(Referring expression pointing data)
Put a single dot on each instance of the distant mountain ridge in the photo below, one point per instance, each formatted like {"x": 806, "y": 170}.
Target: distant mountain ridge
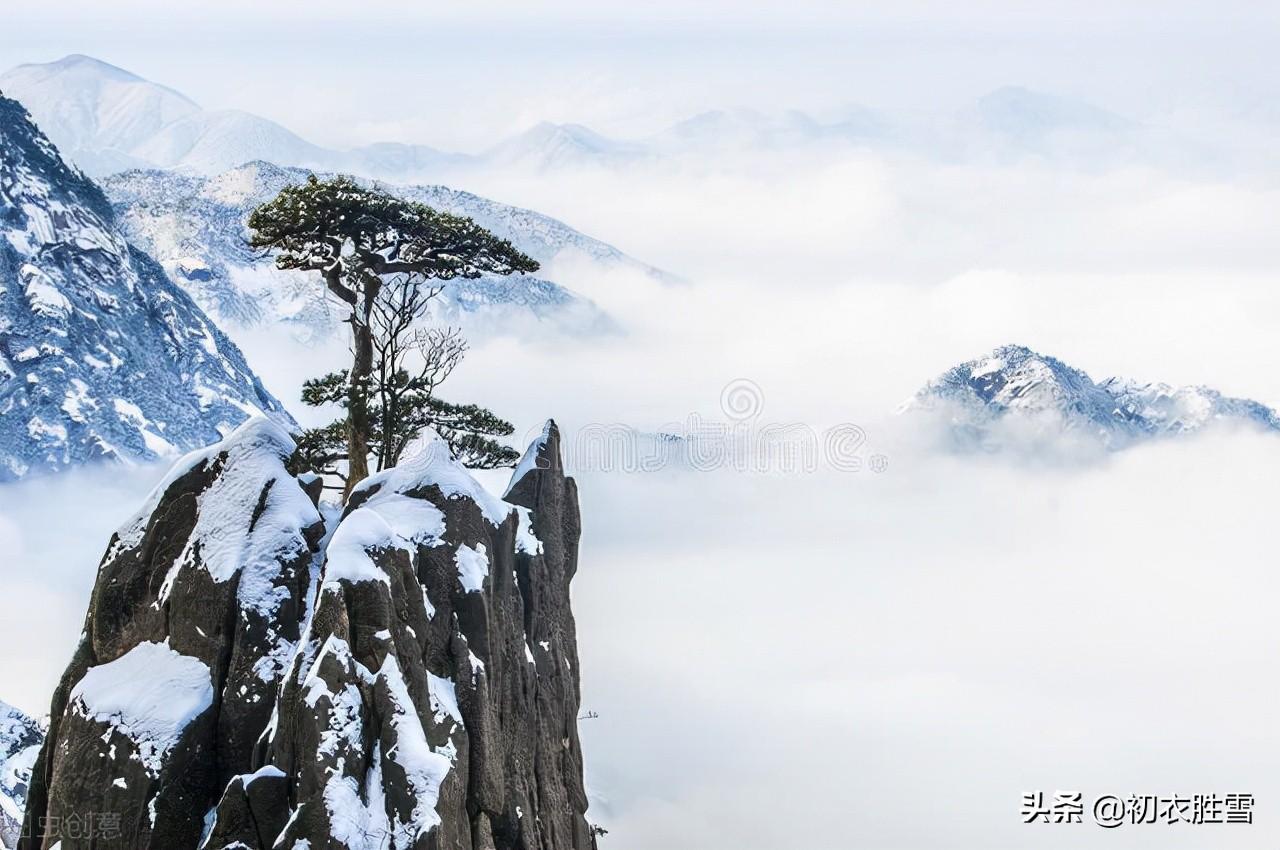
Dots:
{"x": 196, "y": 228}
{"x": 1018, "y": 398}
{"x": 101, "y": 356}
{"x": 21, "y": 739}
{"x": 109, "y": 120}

PROBLEM DETAILS —
Please write out all the data again word for word, but not the pictures.

OUTPUT OF THE TASK —
Put a single dot on each instance of the distant mountain ridge in the photo below, one point per instance, each formatted like {"x": 806, "y": 170}.
Target: distant mountain ridge
Dots:
{"x": 196, "y": 228}
{"x": 1018, "y": 398}
{"x": 101, "y": 356}
{"x": 21, "y": 739}
{"x": 109, "y": 120}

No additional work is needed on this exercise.